[PASSAGE PROVIDED — start]

However, some staff do not realise this model makes them vulnerable; they need structure, a natural routine, and most of all, to be around others.
Without this framework, motivation declines, communication becomes complicated, small misunderstandings become huge problems.
The loss of time from misunderstandings or slow exchanges is far greater than anticipated.
Once again: it all comes down to the strength of the relationship.
The Bell Labs Lesson: Two environments, Dual energies
Bell Labs, one of the most innovative laboratories of the 20th century, had already understood this.
It was the birthplace of inventions like the transistor, the laser, and information theory.
Their secret? Two complementary spaces:
- Isolation zones for intense focus.
- Meeting zones to spark instant idea collisions.
Bell Labs did not oppose concentration and collaboration: it harmonised them.
And it was this alternation—deep work + human friction—that made the place so fruitful.
At KERN IT, we experienced the same thing: the balance between productive solitude and collective energy is the key to real progress.

The reality of every individual
Remote working affects everyone differently.
You must consider each individual’s situation: their environment, their limitations, and their personal equilibrium.

[PASSAGE PROVIDED — finish]

| EXERCISE REQUIREMENTS |
A - According to the passage on remote work and Bell Labs, which inventions originated at Bell Labs?
B - Carry on the passage about remote work and Bell Labs, starting right after its last sentence.
The entries that come next have nothing to do with this.

[GIVEN RECORDS — start]

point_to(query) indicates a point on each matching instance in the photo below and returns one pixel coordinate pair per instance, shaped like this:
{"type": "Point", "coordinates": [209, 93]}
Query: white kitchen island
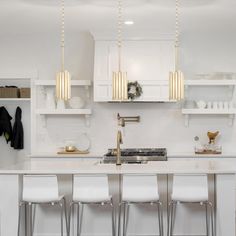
{"type": "Point", "coordinates": [223, 172]}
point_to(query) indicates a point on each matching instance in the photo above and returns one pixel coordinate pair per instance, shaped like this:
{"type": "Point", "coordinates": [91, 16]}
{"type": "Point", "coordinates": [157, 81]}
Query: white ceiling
{"type": "Point", "coordinates": [32, 16]}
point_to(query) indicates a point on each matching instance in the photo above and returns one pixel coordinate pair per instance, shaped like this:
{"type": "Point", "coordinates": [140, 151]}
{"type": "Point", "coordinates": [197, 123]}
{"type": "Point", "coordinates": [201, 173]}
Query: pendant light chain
{"type": "Point", "coordinates": [119, 33]}
{"type": "Point", "coordinates": [63, 79]}
{"type": "Point", "coordinates": [176, 77]}
{"type": "Point", "coordinates": [177, 5]}
{"type": "Point", "coordinates": [63, 35]}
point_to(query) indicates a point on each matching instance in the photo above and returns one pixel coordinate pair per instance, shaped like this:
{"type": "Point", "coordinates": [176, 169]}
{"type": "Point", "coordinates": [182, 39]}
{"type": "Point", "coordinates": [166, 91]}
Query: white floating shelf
{"type": "Point", "coordinates": [229, 112]}
{"type": "Point", "coordinates": [64, 112]}
{"type": "Point", "coordinates": [209, 111]}
{"type": "Point", "coordinates": [15, 99]}
{"type": "Point", "coordinates": [53, 82]}
{"type": "Point", "coordinates": [210, 82]}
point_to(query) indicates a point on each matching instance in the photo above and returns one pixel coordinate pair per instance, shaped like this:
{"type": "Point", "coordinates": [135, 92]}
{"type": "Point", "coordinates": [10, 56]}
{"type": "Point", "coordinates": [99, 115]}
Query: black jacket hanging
{"type": "Point", "coordinates": [5, 124]}
{"type": "Point", "coordinates": [18, 132]}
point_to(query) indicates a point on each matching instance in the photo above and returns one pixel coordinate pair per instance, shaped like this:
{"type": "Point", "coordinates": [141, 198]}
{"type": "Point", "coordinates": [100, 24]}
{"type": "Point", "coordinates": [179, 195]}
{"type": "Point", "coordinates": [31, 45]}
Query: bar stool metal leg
{"type": "Point", "coordinates": [160, 218]}
{"type": "Point", "coordinates": [19, 217]}
{"type": "Point", "coordinates": [65, 213]}
{"type": "Point", "coordinates": [30, 219]}
{"type": "Point", "coordinates": [207, 228]}
{"type": "Point", "coordinates": [62, 213]}
{"type": "Point", "coordinates": [119, 218]}
{"type": "Point", "coordinates": [78, 219]}
{"type": "Point", "coordinates": [212, 219]}
{"type": "Point", "coordinates": [124, 219]}
{"type": "Point", "coordinates": [113, 219]}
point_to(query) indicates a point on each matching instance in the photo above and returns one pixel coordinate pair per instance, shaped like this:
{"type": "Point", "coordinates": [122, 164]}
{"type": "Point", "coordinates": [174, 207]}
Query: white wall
{"type": "Point", "coordinates": [162, 125]}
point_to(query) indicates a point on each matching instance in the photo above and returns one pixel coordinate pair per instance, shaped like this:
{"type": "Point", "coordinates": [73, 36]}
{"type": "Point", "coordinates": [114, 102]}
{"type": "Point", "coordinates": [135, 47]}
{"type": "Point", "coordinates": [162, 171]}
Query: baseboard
{"type": "Point", "coordinates": [58, 234]}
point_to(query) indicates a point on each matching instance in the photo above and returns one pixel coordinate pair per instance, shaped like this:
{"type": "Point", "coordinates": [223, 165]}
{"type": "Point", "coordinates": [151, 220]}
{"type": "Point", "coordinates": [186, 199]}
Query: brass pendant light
{"type": "Point", "coordinates": [119, 78]}
{"type": "Point", "coordinates": [176, 78]}
{"type": "Point", "coordinates": [63, 81]}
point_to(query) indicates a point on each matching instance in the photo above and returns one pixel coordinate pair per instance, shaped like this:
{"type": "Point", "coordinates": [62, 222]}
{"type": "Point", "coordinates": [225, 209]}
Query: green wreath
{"type": "Point", "coordinates": [134, 90]}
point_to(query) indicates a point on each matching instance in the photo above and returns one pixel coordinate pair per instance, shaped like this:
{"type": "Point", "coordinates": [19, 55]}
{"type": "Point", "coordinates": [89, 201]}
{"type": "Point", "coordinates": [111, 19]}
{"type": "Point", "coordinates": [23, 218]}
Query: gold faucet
{"type": "Point", "coordinates": [122, 120]}
{"type": "Point", "coordinates": [118, 150]}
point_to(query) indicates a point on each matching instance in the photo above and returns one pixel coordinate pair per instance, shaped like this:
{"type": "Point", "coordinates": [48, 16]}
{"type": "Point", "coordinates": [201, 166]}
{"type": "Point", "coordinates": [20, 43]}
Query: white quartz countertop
{"type": "Point", "coordinates": [94, 167]}
{"type": "Point", "coordinates": [100, 155]}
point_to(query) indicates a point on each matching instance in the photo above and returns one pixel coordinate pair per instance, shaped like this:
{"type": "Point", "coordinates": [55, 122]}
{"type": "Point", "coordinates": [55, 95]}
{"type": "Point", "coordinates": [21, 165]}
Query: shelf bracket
{"type": "Point", "coordinates": [186, 120]}
{"type": "Point", "coordinates": [43, 120]}
{"type": "Point", "coordinates": [87, 91]}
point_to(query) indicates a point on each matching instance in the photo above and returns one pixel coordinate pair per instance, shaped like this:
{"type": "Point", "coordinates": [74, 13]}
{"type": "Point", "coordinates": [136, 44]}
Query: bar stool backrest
{"type": "Point", "coordinates": [90, 187]}
{"type": "Point", "coordinates": [190, 180]}
{"type": "Point", "coordinates": [40, 188]}
{"type": "Point", "coordinates": [140, 187]}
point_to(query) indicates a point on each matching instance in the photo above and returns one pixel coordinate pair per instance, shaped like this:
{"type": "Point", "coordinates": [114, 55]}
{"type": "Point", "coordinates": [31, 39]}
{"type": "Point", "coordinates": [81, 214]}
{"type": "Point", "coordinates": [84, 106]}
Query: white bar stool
{"type": "Point", "coordinates": [41, 189]}
{"type": "Point", "coordinates": [90, 189]}
{"type": "Point", "coordinates": [139, 189]}
{"type": "Point", "coordinates": [190, 189]}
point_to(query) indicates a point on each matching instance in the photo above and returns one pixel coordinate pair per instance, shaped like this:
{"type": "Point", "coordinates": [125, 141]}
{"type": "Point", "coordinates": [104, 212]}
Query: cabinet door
{"type": "Point", "coordinates": [148, 62]}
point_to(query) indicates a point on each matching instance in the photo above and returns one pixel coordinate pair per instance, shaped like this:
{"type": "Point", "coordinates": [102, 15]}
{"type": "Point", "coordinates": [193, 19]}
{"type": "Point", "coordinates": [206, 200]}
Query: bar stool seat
{"type": "Point", "coordinates": [35, 198]}
{"type": "Point", "coordinates": [41, 189]}
{"type": "Point", "coordinates": [90, 189]}
{"type": "Point", "coordinates": [190, 194]}
{"type": "Point", "coordinates": [190, 188]}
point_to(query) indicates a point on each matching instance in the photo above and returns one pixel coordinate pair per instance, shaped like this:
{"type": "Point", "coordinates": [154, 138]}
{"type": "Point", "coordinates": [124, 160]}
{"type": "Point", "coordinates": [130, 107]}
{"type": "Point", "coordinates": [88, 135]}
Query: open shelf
{"type": "Point", "coordinates": [228, 112]}
{"type": "Point", "coordinates": [64, 112]}
{"type": "Point", "coordinates": [15, 99]}
{"type": "Point", "coordinates": [53, 82]}
{"type": "Point", "coordinates": [210, 82]}
{"type": "Point", "coordinates": [208, 111]}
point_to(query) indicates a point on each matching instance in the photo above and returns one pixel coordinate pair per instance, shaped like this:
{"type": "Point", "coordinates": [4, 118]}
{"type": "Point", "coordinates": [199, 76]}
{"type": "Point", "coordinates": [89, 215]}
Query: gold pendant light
{"type": "Point", "coordinates": [176, 79]}
{"type": "Point", "coordinates": [119, 78]}
{"type": "Point", "coordinates": [63, 81]}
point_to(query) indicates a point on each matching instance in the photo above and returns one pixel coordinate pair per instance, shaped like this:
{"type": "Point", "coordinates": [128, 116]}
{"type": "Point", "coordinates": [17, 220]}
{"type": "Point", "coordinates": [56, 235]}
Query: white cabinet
{"type": "Point", "coordinates": [148, 62]}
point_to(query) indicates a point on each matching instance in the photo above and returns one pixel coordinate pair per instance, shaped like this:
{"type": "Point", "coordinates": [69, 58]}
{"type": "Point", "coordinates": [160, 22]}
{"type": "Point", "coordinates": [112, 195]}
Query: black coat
{"type": "Point", "coordinates": [5, 124]}
{"type": "Point", "coordinates": [18, 132]}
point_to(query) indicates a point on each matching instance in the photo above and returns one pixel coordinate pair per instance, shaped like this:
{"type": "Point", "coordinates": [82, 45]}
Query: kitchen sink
{"type": "Point", "coordinates": [136, 155]}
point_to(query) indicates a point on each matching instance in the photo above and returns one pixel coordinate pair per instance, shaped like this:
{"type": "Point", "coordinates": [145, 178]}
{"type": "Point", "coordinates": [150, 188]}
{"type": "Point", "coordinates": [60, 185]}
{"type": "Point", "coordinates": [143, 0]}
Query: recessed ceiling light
{"type": "Point", "coordinates": [129, 22]}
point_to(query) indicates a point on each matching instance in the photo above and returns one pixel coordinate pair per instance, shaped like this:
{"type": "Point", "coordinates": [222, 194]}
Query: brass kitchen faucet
{"type": "Point", "coordinates": [122, 120]}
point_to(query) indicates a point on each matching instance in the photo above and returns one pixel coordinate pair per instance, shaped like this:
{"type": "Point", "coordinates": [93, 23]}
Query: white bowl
{"type": "Point", "coordinates": [76, 103]}
{"type": "Point", "coordinates": [201, 104]}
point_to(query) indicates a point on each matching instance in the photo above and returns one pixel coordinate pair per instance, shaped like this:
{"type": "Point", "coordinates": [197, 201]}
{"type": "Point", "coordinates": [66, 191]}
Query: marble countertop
{"type": "Point", "coordinates": [94, 167]}
{"type": "Point", "coordinates": [100, 155]}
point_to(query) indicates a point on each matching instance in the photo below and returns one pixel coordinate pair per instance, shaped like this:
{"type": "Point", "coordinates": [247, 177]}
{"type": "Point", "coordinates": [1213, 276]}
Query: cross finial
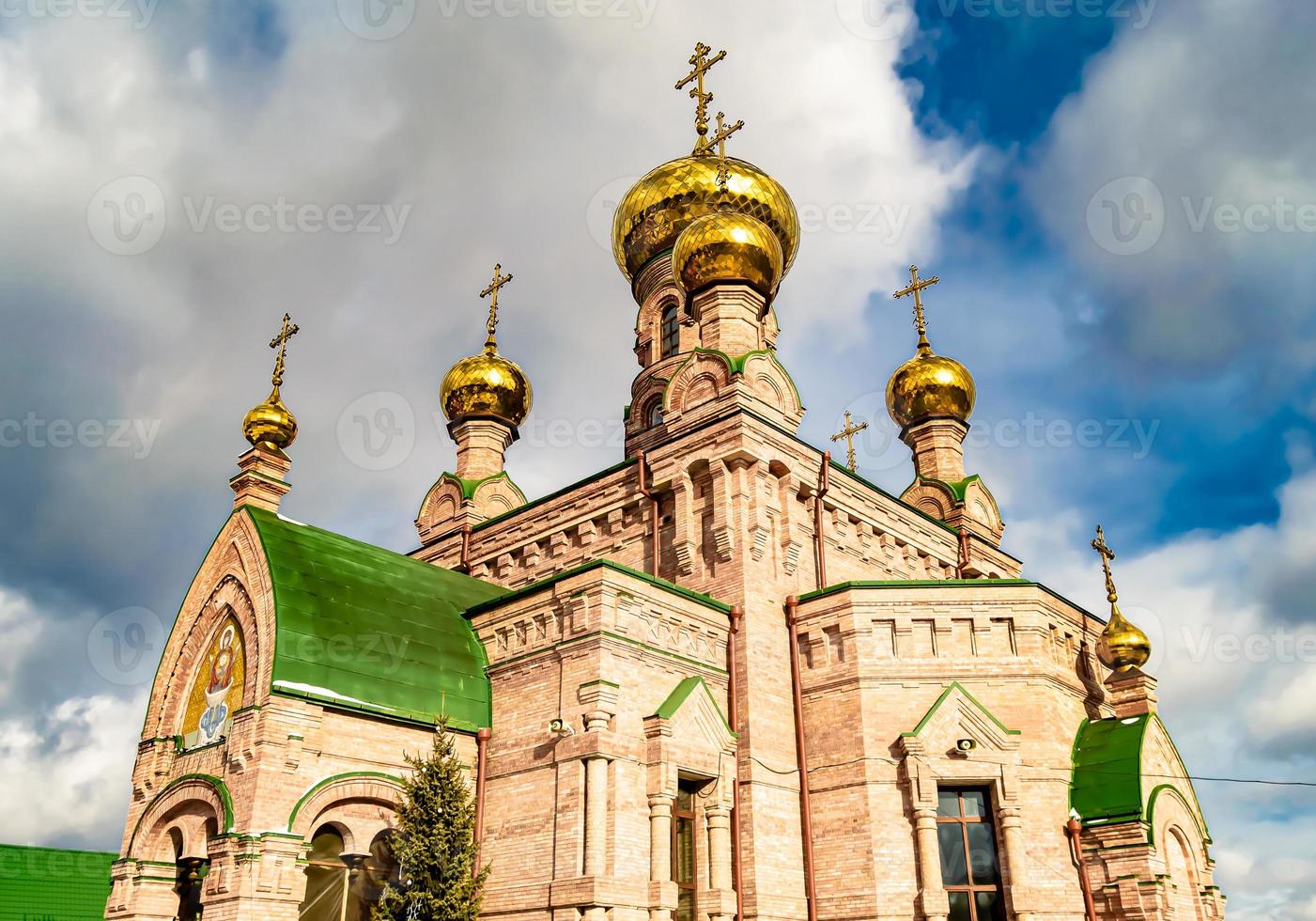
{"type": "Point", "coordinates": [1107, 556]}
{"type": "Point", "coordinates": [281, 342]}
{"type": "Point", "coordinates": [849, 431]}
{"type": "Point", "coordinates": [915, 289]}
{"type": "Point", "coordinates": [701, 63]}
{"type": "Point", "coordinates": [491, 291]}
{"type": "Point", "coordinates": [720, 135]}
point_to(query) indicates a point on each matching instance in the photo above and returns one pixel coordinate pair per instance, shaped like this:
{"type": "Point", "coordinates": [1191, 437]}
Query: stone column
{"type": "Point", "coordinates": [659, 855]}
{"type": "Point", "coordinates": [932, 897]}
{"type": "Point", "coordinates": [1016, 861]}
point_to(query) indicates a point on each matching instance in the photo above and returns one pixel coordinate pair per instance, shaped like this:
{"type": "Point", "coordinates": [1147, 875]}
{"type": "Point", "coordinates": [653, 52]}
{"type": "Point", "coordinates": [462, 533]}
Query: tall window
{"type": "Point", "coordinates": [968, 867]}
{"type": "Point", "coordinates": [685, 851]}
{"type": "Point", "coordinates": [345, 887]}
{"type": "Point", "coordinates": [670, 331]}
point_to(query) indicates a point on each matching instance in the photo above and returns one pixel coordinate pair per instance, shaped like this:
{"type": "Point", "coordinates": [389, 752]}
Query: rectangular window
{"type": "Point", "coordinates": [685, 851]}
{"type": "Point", "coordinates": [968, 867]}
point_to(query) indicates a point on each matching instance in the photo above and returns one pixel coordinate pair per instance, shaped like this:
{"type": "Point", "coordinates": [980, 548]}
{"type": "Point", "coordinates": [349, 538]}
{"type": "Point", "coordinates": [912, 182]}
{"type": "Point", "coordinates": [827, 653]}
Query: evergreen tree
{"type": "Point", "coordinates": [436, 842]}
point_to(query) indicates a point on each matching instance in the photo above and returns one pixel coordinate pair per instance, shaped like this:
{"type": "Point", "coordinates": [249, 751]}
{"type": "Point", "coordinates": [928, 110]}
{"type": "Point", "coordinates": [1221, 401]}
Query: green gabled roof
{"type": "Point", "coordinates": [373, 631]}
{"type": "Point", "coordinates": [1107, 783]}
{"type": "Point", "coordinates": [53, 884]}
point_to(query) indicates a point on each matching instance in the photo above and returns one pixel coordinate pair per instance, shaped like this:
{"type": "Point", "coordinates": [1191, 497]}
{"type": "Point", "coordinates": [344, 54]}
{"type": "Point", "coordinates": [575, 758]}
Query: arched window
{"type": "Point", "coordinates": [670, 331]}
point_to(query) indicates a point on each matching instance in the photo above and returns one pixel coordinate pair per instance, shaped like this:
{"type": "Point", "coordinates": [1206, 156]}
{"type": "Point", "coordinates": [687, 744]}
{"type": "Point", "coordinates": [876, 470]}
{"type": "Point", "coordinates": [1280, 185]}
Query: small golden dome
{"type": "Point", "coordinates": [929, 384]}
{"type": "Point", "coordinates": [1122, 647]}
{"type": "Point", "coordinates": [663, 203]}
{"type": "Point", "coordinates": [728, 246]}
{"type": "Point", "coordinates": [486, 384]}
{"type": "Point", "coordinates": [270, 425]}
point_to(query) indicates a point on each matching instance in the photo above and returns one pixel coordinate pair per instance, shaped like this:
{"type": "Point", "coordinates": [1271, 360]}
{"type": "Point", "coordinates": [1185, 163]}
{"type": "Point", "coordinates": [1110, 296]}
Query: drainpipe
{"type": "Point", "coordinates": [465, 565]}
{"type": "Point", "coordinates": [817, 517]}
{"type": "Point", "coordinates": [646, 491]}
{"type": "Point", "coordinates": [734, 713]}
{"type": "Point", "coordinates": [1074, 829]}
{"type": "Point", "coordinates": [482, 743]}
{"type": "Point", "coordinates": [801, 756]}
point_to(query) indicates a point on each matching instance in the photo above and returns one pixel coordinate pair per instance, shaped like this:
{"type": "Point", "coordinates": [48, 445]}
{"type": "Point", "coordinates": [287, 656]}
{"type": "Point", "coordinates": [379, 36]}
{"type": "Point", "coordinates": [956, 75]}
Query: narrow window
{"type": "Point", "coordinates": [685, 851]}
{"type": "Point", "coordinates": [968, 867]}
{"type": "Point", "coordinates": [670, 331]}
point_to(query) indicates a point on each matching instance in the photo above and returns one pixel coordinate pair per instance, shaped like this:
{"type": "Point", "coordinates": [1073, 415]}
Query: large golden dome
{"type": "Point", "coordinates": [929, 384]}
{"type": "Point", "coordinates": [486, 384]}
{"type": "Point", "coordinates": [728, 246]}
{"type": "Point", "coordinates": [270, 425]}
{"type": "Point", "coordinates": [669, 197]}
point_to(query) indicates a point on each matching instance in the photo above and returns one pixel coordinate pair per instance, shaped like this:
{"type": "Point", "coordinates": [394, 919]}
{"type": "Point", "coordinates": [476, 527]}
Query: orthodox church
{"type": "Point", "coordinates": [727, 678]}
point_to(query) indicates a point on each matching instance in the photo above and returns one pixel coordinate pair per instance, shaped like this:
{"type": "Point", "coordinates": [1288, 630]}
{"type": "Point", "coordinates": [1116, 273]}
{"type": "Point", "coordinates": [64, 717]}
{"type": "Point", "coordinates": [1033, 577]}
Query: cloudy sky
{"type": "Point", "coordinates": [1119, 196]}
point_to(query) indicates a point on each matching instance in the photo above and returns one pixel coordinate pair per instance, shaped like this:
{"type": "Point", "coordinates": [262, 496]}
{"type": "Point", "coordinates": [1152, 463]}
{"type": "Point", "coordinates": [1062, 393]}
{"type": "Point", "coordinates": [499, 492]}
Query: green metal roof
{"type": "Point", "coordinates": [52, 884]}
{"type": "Point", "coordinates": [367, 629]}
{"type": "Point", "coordinates": [1107, 785]}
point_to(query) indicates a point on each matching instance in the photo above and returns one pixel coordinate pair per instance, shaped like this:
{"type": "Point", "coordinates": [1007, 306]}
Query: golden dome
{"type": "Point", "coordinates": [270, 425]}
{"type": "Point", "coordinates": [663, 203]}
{"type": "Point", "coordinates": [1122, 647]}
{"type": "Point", "coordinates": [486, 384]}
{"type": "Point", "coordinates": [929, 384]}
{"type": "Point", "coordinates": [728, 246]}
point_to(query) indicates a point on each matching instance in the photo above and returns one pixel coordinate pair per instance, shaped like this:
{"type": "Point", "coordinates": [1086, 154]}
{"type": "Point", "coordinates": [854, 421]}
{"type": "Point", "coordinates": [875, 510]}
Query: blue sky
{"type": "Point", "coordinates": [1003, 147]}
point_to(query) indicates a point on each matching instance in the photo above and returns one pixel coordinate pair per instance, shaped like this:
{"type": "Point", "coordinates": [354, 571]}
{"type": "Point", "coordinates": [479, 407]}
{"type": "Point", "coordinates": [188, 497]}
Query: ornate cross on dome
{"type": "Point", "coordinates": [281, 342]}
{"type": "Point", "coordinates": [491, 291]}
{"type": "Point", "coordinates": [915, 289]}
{"type": "Point", "coordinates": [849, 431]}
{"type": "Point", "coordinates": [1107, 556]}
{"type": "Point", "coordinates": [701, 62]}
{"type": "Point", "coordinates": [724, 132]}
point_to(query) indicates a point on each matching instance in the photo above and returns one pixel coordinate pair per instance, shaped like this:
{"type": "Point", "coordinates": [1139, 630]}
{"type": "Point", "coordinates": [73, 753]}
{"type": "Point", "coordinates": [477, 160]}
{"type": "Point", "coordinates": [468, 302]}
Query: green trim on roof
{"type": "Point", "coordinates": [220, 788]}
{"type": "Point", "coordinates": [315, 788]}
{"type": "Point", "coordinates": [977, 703]}
{"type": "Point", "coordinates": [366, 629]}
{"type": "Point", "coordinates": [594, 565]}
{"type": "Point", "coordinates": [681, 694]}
{"type": "Point", "coordinates": [945, 583]}
{"type": "Point", "coordinates": [1107, 782]}
{"type": "Point", "coordinates": [53, 883]}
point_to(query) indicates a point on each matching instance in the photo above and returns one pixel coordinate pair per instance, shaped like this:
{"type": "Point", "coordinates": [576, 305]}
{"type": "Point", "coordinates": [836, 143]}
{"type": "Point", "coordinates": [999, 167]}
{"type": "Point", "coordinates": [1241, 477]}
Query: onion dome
{"type": "Point", "coordinates": [486, 384]}
{"type": "Point", "coordinates": [929, 384]}
{"type": "Point", "coordinates": [672, 196]}
{"type": "Point", "coordinates": [1122, 647]}
{"type": "Point", "coordinates": [728, 246]}
{"type": "Point", "coordinates": [270, 425]}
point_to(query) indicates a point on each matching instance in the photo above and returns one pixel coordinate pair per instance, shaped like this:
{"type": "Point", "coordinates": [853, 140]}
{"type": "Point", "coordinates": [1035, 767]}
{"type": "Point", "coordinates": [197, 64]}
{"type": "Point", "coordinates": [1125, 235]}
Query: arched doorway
{"type": "Point", "coordinates": [341, 884]}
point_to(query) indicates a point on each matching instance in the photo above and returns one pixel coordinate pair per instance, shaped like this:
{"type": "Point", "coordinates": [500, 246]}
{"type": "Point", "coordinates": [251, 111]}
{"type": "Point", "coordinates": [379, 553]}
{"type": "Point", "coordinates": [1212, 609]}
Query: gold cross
{"type": "Point", "coordinates": [1107, 558]}
{"type": "Point", "coordinates": [281, 342]}
{"type": "Point", "coordinates": [720, 140]}
{"type": "Point", "coordinates": [499, 280]}
{"type": "Point", "coordinates": [849, 431]}
{"type": "Point", "coordinates": [702, 63]}
{"type": "Point", "coordinates": [915, 289]}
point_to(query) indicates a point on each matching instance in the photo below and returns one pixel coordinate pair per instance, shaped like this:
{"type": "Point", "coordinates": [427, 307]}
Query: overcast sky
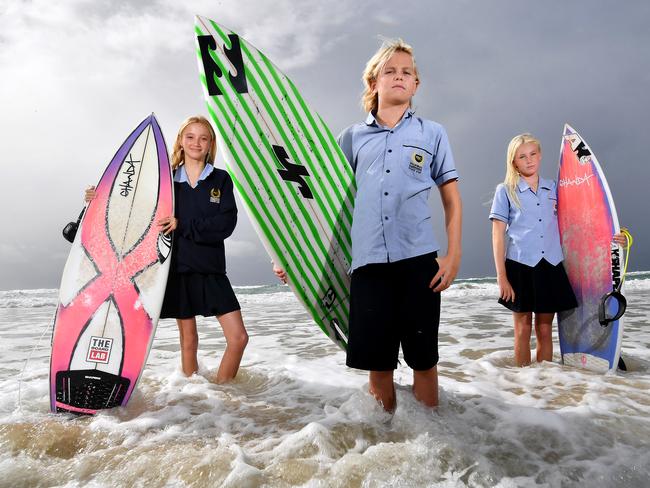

[GIVEN RECORDS — finish]

| RESULTS OF THE TASKS |
A -
- The transistor
- The laser
- Information theory

B -
Remote work is only truly becomes valuable when it benefits the individual without harming the team:
- When daily commutes become exhausting
- During complex life periods (children, dependent relatives, personal balance)
- When you need to achieve deep focus on a complex topic
- Or simply to recharge from a demanding job
n these cases, remote work is a smart arrangement that balances energy levels and improves the quality of life.
But this freedom is only valuable if the collective bond remains strong.
When an team member deeply understands the company, its projects and its culture, the remote model works very well.
Without this connection, it becomes a trap: isolation, loss of direction, and lack of learning.
Advice for Juniors
Our advice for young developers, designers, or project managers:
Your first few years should be spent alongside colleagues.
Stick close to the seniors.
Observe, question, participate, listen, and join in the meetings and coffee breaks.
That is where you will learn good practice, professional behaviour, and rigour.
We strongly discourage remote working for junior staff: their learning relies on close proximity and the spontaneous energy of the group.
The screen fails to transmit team culture, but the office succeeds.
With human connection comes creativity
This is also true for our designers and UX designers.
Creativity arises from interaction, not screen time: over a coffee, on the road, by observing users, or by talking to clients.
An UX designer who never leaves home is cut off from the field. Understanding human behaviour requires being present, listening closely, and making contact.
Remote Work and the Psychology of Work
Working from home also means bringing the stress of work into your personal space. The tension from a difficult call, the doubts, the deadlines: all of that stays within your walls.
The office, however, establishes a healthy separation. You leave your stress there, and you leave feeling lighter. This psychological safety valve is often underestimated.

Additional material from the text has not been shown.